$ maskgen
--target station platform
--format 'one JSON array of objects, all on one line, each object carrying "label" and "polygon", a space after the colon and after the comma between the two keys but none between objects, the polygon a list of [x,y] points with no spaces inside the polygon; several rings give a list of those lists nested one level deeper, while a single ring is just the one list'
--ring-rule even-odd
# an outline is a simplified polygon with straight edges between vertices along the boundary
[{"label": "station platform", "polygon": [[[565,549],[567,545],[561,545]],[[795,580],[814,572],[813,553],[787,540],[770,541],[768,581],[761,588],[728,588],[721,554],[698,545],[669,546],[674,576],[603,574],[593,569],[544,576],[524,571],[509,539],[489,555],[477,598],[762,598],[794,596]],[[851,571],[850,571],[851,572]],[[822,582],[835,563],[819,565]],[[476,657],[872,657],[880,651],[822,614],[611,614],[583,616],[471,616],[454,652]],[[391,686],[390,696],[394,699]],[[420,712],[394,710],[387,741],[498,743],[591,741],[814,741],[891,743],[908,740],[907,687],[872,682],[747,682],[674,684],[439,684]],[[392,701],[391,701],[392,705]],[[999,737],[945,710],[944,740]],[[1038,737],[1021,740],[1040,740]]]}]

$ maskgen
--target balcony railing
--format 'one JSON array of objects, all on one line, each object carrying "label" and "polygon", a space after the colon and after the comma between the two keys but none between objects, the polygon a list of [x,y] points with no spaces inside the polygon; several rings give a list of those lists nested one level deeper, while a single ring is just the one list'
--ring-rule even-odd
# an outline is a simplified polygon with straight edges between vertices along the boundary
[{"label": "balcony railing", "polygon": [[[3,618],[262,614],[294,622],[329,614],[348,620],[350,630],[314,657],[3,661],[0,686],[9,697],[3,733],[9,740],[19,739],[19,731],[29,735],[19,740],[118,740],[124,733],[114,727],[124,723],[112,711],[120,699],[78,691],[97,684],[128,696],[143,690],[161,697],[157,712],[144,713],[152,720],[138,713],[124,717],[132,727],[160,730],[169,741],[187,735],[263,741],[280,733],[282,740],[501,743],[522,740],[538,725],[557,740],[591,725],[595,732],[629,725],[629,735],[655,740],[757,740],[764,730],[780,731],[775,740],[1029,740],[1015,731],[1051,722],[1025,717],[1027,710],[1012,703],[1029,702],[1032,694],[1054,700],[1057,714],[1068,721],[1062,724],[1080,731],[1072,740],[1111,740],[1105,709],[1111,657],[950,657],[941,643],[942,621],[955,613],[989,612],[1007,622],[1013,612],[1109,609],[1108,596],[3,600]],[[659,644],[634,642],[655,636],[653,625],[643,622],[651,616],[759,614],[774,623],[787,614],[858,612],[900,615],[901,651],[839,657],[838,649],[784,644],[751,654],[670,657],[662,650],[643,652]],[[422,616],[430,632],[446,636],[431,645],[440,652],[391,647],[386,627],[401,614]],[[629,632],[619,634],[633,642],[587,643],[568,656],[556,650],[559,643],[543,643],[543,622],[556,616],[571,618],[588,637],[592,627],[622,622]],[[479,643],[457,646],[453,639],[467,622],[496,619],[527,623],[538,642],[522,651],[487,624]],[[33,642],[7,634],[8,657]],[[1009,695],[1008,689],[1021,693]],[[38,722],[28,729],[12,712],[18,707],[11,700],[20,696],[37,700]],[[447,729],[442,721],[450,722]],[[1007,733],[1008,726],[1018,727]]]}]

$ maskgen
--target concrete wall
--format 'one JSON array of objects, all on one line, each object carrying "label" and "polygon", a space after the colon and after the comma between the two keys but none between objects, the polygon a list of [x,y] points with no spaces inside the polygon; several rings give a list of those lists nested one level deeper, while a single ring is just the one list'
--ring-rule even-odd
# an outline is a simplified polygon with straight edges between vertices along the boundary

==*==

Exercise brief:
Extract the complete listing verbatim.

Worked solution:
$ maskgen
--target station platform
--format 'one JSON array of objects, all on one line, each object carrying "label" and "polygon", a space after the colon and after the comma between the two keys but none between objects, the polygon a list of [x,y] points with no spaces inside the polygon; several rings give a list of those lists nested one level deeper, while a single ring is just the one list'
--ring-rule even-odd
# an outline is a simplified polygon with straight edges between vertices along the boundary
[{"label": "station platform", "polygon": [[[565,549],[567,545],[561,545]],[[795,580],[814,572],[813,553],[787,540],[770,541],[768,581],[761,588],[728,588],[721,554],[698,545],[669,546],[674,576],[603,574],[593,569],[544,576],[524,571],[509,539],[489,555],[477,598],[762,598],[794,596]],[[851,571],[850,571],[851,572]],[[822,582],[835,563],[819,565]],[[476,657],[872,657],[880,651],[822,614],[611,614],[583,616],[471,616],[454,652]],[[391,686],[390,696],[394,699]],[[420,712],[394,710],[387,741],[498,743],[591,741],[814,741],[891,743],[908,740],[907,687],[872,682],[747,682],[674,684],[439,684]],[[392,701],[391,701],[392,705]],[[999,737],[945,710],[944,740]],[[1038,737],[1021,740],[1040,740]]]}]

$ maskgen
--target balcony railing
--format 'one JSON array of objects, all on one line, each object carrying "label" and "polygon", a space after the colon and after the comma between the two keys but none between objects, the polygon a list of [x,y] points with no spaces inside the polygon; several rings give a list of those lists nested one level deeper, while a single ring is just the one list'
--ring-rule even-odd
# an outline is a simplified polygon with straight edges between vertices along the boundary
[{"label": "balcony railing", "polygon": [[[3,618],[262,614],[294,622],[329,614],[348,620],[350,630],[314,657],[3,661],[0,686],[9,697],[3,733],[9,740],[19,739],[19,731],[29,735],[19,740],[118,740],[124,733],[114,727],[124,723],[112,711],[120,699],[78,691],[97,684],[128,696],[143,690],[161,697],[157,712],[144,713],[152,720],[138,713],[124,717],[132,727],[160,730],[169,741],[187,735],[263,741],[280,733],[282,740],[501,743],[522,740],[538,725],[557,740],[591,725],[595,732],[629,725],[629,735],[655,740],[757,740],[764,730],[780,731],[775,740],[1029,740],[1015,731],[1051,722],[1025,717],[1027,710],[1012,703],[1029,702],[1032,694],[1054,700],[1057,714],[1068,721],[1062,724],[1080,731],[1072,740],[1111,740],[1105,709],[1111,657],[950,657],[941,643],[942,621],[955,613],[989,612],[1007,622],[1013,612],[1109,609],[1108,596],[3,600]],[[659,644],[634,642],[655,636],[653,625],[643,622],[651,616],[759,614],[774,623],[787,614],[858,612],[900,615],[901,651],[839,657],[838,649],[784,644],[751,654],[670,657],[662,650],[643,652]],[[422,616],[430,632],[446,636],[431,645],[440,652],[391,647],[386,627],[401,614]],[[629,632],[619,634],[633,642],[587,643],[568,656],[556,650],[559,643],[543,643],[543,622],[556,616],[571,618],[588,637],[592,627],[622,622]],[[479,643],[457,646],[453,639],[467,622],[496,619],[527,623],[538,642],[522,651],[487,624]],[[33,642],[7,634],[8,657]],[[1009,695],[1008,689],[1021,693]],[[38,722],[28,729],[12,712],[18,707],[11,700],[20,696],[37,700]],[[447,729],[442,721],[450,722]],[[1007,733],[1008,726],[1018,727]]]}]

$ maskgen
--target concrete wall
--format 'one JSON array of objects, all on one line, each object carrying "label" and "polygon", a space after the colon and after the comma between the two keys but none between objects, the polygon a list of [x,y] points with no spaces inside the polygon; several rings give a list of those lists nested one level deeper, while a single ring is just the one list'
--ring-rule even-odd
# an outline is a simplified polygon with straight edges between vertices along the boundary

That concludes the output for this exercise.